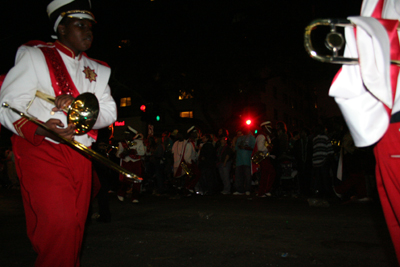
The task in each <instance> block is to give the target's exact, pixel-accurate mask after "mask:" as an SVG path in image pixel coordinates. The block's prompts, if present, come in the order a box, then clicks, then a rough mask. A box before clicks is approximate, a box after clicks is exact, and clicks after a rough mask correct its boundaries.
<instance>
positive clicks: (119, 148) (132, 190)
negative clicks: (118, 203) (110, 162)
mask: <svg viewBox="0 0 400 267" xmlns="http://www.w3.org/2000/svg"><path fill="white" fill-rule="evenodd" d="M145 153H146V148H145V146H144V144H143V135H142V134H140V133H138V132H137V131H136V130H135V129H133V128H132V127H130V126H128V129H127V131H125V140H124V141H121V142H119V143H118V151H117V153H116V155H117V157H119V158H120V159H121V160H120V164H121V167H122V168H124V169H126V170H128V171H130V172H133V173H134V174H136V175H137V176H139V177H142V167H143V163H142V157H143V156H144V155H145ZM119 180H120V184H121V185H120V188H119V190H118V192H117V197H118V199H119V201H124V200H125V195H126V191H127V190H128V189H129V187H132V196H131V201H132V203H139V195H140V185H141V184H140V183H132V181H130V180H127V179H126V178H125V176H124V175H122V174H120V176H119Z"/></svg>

══════════

- Work order
A word-for-word transcription of the entries above, free of images, is what is wanted.

- Task response
The task in each <instance> block is to give the target's exact, pixel-accurate mask after "mask:" as an SVG path in image pixel coordinates. The block's prompts, if present, come in the order a box, then clicks, then a rough mask. A box before clicks is approximate, a box after clicks is exact, and clicks after a rough mask correct its boundaries.
<instance>
positive clicks: (119, 148) (132, 190)
negative clicks: (118, 203) (110, 162)
mask: <svg viewBox="0 0 400 267" xmlns="http://www.w3.org/2000/svg"><path fill="white" fill-rule="evenodd" d="M145 153H146V148H145V146H144V144H143V135H142V134H140V133H138V132H137V131H136V130H135V129H133V128H132V127H130V126H128V129H127V131H125V140H124V141H121V142H119V143H118V151H117V153H116V155H117V157H119V158H120V159H121V160H120V164H121V167H122V168H124V169H126V170H128V171H130V172H133V173H134V174H136V175H137V176H139V177H142V167H143V163H142V157H143V156H144V155H145ZM119 180H120V184H121V185H120V188H119V190H118V192H117V197H118V199H119V201H124V200H125V195H126V191H127V190H128V189H129V187H132V196H131V201H132V203H139V195H140V185H141V184H140V183H132V181H130V180H127V179H126V178H125V176H124V175H122V174H120V176H119Z"/></svg>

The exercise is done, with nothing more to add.